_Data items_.
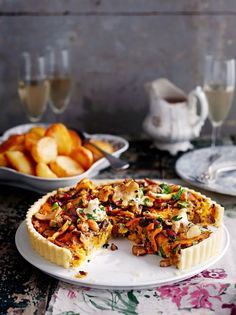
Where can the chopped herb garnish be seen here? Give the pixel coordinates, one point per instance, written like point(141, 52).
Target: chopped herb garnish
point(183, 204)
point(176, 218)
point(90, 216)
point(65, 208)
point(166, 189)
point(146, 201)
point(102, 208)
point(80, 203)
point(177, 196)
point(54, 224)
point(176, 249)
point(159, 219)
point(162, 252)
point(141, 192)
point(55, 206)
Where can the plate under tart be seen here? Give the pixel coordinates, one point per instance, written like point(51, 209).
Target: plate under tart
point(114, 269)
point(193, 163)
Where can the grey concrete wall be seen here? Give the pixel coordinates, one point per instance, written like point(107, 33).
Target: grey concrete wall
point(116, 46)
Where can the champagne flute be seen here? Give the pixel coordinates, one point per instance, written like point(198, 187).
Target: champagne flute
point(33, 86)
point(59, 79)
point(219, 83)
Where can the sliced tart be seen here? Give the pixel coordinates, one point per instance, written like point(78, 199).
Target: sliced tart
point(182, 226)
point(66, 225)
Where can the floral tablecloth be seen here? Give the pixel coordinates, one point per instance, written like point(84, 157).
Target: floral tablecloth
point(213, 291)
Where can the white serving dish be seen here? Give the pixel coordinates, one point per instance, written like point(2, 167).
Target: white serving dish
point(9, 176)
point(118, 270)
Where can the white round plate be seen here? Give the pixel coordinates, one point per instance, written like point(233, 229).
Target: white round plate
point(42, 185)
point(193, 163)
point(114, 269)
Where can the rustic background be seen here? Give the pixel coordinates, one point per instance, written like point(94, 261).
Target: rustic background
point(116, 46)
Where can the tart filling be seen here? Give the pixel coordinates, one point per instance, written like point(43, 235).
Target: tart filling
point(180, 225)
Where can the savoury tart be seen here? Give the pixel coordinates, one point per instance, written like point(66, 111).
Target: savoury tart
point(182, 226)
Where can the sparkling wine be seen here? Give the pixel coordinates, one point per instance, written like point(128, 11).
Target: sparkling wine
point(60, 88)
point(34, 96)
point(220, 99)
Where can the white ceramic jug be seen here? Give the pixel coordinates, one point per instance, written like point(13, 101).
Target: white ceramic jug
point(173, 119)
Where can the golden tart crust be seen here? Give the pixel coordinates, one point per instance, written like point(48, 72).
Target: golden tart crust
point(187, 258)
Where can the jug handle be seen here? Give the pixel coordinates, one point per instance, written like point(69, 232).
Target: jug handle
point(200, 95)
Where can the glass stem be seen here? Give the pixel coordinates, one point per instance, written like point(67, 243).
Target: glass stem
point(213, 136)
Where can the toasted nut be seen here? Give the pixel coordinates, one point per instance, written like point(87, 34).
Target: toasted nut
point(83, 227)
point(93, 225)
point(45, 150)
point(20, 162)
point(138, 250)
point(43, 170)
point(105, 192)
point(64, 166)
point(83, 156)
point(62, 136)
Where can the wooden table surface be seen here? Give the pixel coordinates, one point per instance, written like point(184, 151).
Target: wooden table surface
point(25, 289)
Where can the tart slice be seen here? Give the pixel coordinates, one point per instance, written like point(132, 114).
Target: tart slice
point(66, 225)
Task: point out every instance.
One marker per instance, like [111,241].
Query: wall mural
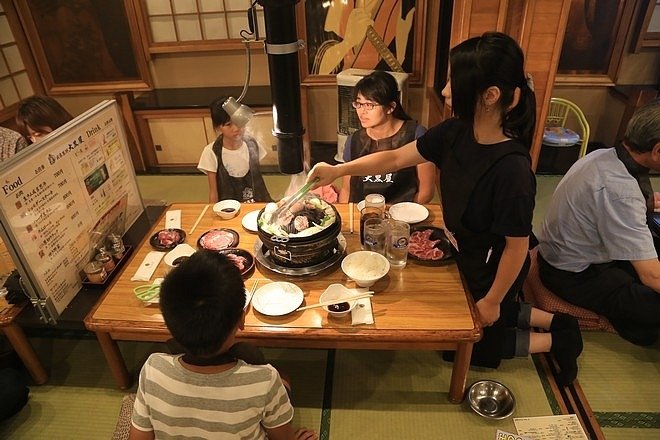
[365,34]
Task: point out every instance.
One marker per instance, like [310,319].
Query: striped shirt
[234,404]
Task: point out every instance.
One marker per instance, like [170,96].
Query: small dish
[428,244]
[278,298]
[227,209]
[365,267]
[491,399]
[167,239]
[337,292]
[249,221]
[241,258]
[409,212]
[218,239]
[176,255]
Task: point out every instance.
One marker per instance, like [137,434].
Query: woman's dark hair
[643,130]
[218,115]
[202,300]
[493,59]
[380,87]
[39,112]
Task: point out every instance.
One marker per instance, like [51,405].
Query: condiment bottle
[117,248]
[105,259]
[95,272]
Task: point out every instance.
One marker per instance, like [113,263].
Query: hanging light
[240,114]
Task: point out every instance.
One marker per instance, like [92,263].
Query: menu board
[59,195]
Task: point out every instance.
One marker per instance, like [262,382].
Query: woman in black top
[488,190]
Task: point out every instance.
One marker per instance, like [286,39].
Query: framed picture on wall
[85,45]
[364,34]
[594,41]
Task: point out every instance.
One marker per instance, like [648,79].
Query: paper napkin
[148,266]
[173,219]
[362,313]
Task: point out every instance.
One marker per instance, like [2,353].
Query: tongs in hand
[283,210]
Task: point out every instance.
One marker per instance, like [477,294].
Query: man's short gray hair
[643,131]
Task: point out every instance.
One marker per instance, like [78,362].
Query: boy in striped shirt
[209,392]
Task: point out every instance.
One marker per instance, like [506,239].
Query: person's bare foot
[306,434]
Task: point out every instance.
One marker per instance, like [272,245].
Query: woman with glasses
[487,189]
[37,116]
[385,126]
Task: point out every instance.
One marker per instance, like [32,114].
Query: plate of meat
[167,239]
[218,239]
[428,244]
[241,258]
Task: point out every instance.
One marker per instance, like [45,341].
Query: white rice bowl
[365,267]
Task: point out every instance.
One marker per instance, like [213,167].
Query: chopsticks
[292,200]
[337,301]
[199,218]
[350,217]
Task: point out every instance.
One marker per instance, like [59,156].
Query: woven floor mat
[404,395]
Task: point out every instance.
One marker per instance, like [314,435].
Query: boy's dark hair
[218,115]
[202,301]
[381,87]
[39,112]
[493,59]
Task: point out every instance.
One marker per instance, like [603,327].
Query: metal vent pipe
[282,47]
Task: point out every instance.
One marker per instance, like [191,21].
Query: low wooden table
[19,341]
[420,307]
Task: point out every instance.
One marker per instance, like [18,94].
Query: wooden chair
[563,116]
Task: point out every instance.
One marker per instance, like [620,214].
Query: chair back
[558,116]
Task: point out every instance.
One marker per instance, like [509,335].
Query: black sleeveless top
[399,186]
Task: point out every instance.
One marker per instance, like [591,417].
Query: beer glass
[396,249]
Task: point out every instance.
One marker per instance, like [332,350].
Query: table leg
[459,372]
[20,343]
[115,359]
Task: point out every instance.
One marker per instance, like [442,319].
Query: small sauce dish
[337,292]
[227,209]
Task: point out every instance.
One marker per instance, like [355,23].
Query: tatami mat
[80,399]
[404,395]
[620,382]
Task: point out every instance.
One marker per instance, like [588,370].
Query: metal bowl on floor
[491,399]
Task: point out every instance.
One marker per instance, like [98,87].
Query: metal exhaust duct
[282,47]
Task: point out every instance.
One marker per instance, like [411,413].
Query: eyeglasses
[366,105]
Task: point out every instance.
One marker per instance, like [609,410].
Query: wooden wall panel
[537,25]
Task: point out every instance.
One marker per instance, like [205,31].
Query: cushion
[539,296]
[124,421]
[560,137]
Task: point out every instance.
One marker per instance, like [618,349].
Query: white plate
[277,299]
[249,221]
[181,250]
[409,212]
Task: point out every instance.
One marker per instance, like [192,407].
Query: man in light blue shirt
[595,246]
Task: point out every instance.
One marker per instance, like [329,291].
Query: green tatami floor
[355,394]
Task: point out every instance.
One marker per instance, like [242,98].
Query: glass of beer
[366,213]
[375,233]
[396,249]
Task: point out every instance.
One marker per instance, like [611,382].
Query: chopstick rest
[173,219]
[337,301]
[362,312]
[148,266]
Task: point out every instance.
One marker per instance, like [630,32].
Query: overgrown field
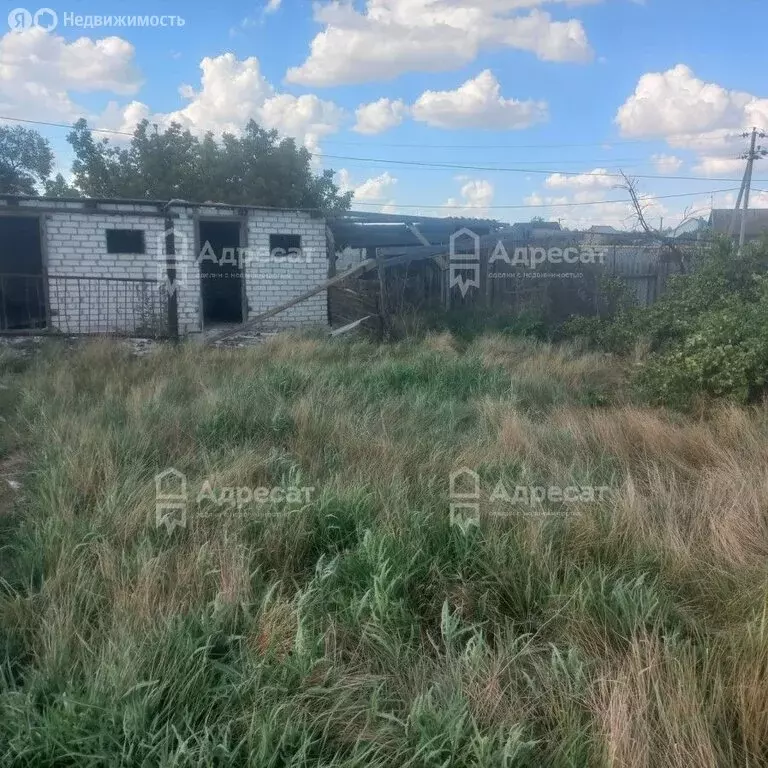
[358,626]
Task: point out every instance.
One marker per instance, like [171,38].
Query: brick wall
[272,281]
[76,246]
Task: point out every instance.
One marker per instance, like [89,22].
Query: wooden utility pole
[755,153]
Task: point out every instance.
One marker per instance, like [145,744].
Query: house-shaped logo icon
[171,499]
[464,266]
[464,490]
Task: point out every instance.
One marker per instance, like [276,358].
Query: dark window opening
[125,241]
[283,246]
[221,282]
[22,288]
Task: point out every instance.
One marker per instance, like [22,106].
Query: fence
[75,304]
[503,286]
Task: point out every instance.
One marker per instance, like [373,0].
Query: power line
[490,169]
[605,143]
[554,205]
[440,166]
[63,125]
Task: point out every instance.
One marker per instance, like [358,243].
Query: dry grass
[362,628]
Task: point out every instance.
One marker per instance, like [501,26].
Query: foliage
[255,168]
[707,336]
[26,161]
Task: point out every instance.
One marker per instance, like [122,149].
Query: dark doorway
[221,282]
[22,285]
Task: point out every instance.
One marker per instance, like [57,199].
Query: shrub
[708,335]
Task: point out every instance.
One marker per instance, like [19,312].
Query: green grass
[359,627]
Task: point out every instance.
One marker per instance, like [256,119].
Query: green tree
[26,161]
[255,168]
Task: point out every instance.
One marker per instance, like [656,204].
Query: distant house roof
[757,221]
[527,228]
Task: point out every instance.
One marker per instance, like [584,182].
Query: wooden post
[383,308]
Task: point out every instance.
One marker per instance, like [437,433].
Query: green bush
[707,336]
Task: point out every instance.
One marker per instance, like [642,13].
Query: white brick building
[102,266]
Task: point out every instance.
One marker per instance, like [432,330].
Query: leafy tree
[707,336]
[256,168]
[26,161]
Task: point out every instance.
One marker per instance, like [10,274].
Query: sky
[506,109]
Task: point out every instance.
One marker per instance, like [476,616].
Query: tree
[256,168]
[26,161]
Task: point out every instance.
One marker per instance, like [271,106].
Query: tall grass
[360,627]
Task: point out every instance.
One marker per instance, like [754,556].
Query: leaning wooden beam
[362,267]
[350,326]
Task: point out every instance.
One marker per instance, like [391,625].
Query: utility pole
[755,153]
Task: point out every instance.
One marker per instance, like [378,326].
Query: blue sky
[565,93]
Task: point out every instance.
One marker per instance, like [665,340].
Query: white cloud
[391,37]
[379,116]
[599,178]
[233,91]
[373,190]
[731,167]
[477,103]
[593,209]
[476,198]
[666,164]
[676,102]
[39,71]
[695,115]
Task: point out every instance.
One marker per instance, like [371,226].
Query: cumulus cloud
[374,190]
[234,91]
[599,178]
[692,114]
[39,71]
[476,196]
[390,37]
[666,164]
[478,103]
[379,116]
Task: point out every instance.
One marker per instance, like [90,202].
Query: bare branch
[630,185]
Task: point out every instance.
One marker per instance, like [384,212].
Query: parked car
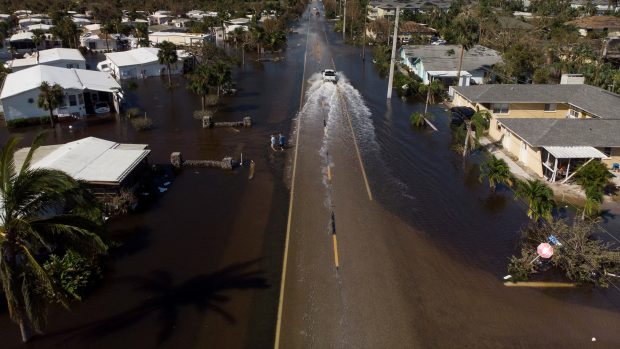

_TASK DIRECTIONS_. Rewrite the data from its beginning through the line containing "point(80, 203)", replacing "pixel coordinates" with "image coordinates" and keeping everything else the same. Leave out the pictures.

_PROBLEM SOLUTION_.
Where can the chopped herb garnish be seen here? Give the image coordinates, one point per instance, written like point(141, 52).
Target: chopped herb garnish
point(183, 204)
point(176, 218)
point(90, 216)
point(65, 208)
point(166, 189)
point(146, 201)
point(102, 208)
point(80, 203)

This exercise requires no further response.